**Directions for this task**. Copy the stretch from the line containing "point at the elderly woman with white hair" through the line containing "sample for one instance: <point>320,58</point>, one", putting "older woman" wherever "elderly woman" appears and changing nothing else.

**Data to process**.
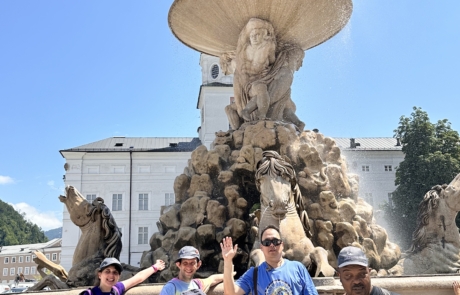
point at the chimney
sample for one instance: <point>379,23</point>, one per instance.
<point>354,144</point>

--

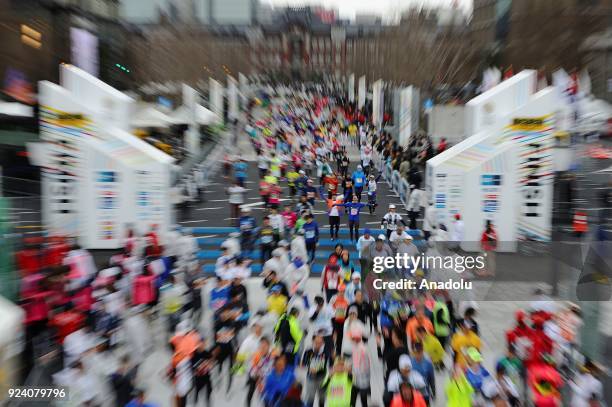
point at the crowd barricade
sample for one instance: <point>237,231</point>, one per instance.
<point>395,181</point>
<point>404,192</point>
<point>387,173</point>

---

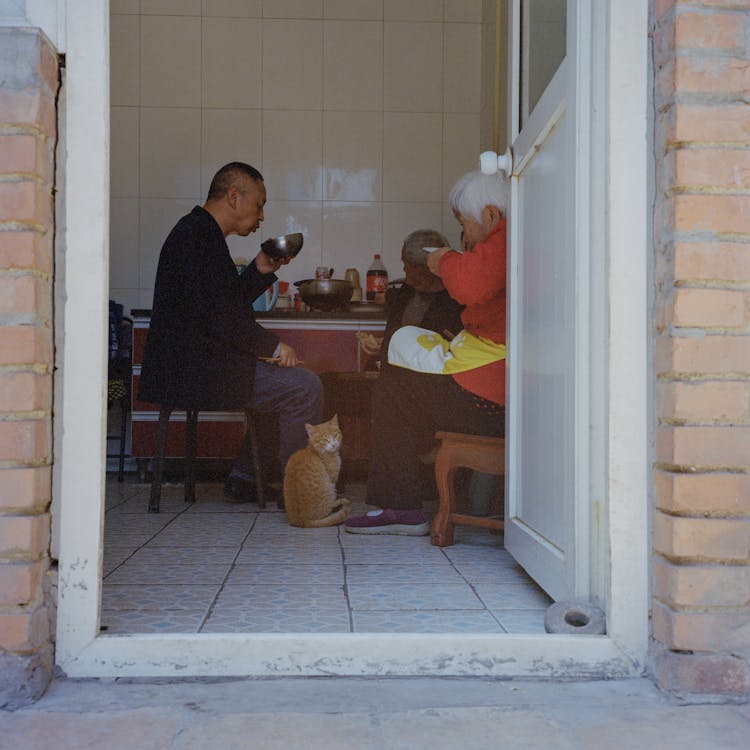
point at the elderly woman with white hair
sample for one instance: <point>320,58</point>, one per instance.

**Solution for this exercise**.
point at the older woman with white hair
sample for one instance: <point>320,58</point>, one per instance.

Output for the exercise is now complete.